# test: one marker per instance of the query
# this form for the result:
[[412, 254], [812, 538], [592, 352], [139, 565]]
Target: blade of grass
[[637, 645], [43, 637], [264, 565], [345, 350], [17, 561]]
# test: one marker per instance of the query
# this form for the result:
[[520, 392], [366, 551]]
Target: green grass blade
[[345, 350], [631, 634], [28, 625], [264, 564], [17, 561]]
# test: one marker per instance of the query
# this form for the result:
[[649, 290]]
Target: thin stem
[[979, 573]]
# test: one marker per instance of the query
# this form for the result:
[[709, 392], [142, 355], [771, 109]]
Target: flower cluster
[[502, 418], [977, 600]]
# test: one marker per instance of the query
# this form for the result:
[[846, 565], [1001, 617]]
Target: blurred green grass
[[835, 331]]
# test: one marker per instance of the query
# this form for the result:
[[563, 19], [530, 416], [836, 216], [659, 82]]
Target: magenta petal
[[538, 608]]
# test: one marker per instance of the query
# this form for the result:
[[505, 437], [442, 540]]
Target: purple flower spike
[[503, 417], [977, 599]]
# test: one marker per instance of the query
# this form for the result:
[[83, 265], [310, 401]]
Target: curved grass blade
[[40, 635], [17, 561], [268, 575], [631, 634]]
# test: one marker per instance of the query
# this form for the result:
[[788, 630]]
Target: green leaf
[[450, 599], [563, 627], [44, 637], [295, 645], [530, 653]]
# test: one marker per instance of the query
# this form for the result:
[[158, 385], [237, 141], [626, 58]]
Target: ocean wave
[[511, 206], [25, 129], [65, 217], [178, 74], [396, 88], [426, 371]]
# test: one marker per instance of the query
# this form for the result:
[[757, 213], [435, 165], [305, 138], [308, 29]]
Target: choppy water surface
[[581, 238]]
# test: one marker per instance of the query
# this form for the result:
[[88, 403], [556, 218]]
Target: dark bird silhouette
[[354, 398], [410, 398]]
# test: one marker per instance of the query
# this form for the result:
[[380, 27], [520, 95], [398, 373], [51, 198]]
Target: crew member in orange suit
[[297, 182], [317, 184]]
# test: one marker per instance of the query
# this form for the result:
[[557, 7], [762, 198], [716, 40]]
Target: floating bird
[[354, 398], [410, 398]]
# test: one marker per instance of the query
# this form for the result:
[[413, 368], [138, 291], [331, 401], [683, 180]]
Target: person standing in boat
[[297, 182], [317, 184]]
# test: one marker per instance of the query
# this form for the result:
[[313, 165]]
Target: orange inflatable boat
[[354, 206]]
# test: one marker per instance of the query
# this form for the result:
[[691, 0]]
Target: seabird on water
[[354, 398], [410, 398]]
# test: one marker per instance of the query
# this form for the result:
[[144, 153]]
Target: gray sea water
------------------------
**Exercise task**
Reproduce all of the items above verbatim, line for line.

**Task solution**
# test: one marker per instance of the query
# this form for the result:
[[412, 254], [812, 538], [592, 352], [139, 565]]
Target: blade of grass
[[637, 645], [43, 637], [264, 565], [345, 350], [17, 561]]
# test: one marker per instance of the query
# this form for the result:
[[520, 392], [366, 551]]
Target: green grass blade
[[345, 350], [631, 634], [28, 625], [264, 564], [17, 561]]
# test: one marker per instance of the query
# this form for the result:
[[649, 290]]
Target: thin stem
[[979, 573]]
# test: one marker per instance of the query
# this form for the result:
[[709, 392], [142, 355], [771, 109]]
Target: flower cluster
[[502, 418], [977, 600]]
# test: one marker per instance of the query
# this form for the result:
[[846, 565], [1001, 617]]
Target: blurred green grass
[[835, 331]]
# test: one marker per instance of the query
# this form for the result:
[[563, 19], [530, 416], [836, 216], [659, 82]]
Target: magenta petal
[[538, 608]]
# test: one marker per instance of the query
# this form for the result:
[[505, 437], [442, 540]]
Target: purple flower spike
[[503, 417], [977, 599]]
# test: one marker per instance of the query
# this form for the result:
[[83, 265], [310, 401]]
Target: curved grass blade
[[40, 635], [17, 561], [268, 575], [631, 634]]
# test: one marker per instance of the query
# this form for the result:
[[788, 630]]
Target: green leaf
[[450, 599], [563, 627], [44, 637], [295, 645], [530, 653]]
# test: one marker per instance of the query
# this form for the result:
[[158, 385], [237, 141], [626, 58]]
Target: ocean wave
[[511, 206], [25, 129], [65, 217], [178, 74], [396, 88], [426, 371]]
# test: one marker per instance of the query
# this form for the result:
[[757, 213], [435, 165], [305, 138], [308, 29]]
Target: choppy water surface
[[581, 238]]
# test: one marker per instance of the query
# this form for the result:
[[88, 403], [556, 218]]
Target: dark bird silhouette
[[354, 398], [410, 398]]
# test: one marker per instance of the query
# this form for the result:
[[380, 27], [520, 95], [398, 373], [51, 198]]
Target: crew member in orange suit
[[297, 182], [317, 184]]
# test: one marker per instance of the query
# this form for the result:
[[557, 7], [762, 198], [716, 40]]
Target: floating bird
[[354, 398], [410, 398]]
# test: one marker per instance of the query
# this form for the result:
[[413, 368], [138, 291], [331, 401], [683, 180]]
Target: person standing in boat
[[297, 182], [317, 184]]
# test: one marker per instance of the query
# this form for the result:
[[313, 165]]
Target: orange inflatable boat
[[354, 206]]
# test: one marker per instance of the query
# this form for the result:
[[691, 0]]
Target: seabird on water
[[354, 398], [410, 398]]
# test: one marker per instance of the query
# this form for the result:
[[144, 153]]
Target: gray sea water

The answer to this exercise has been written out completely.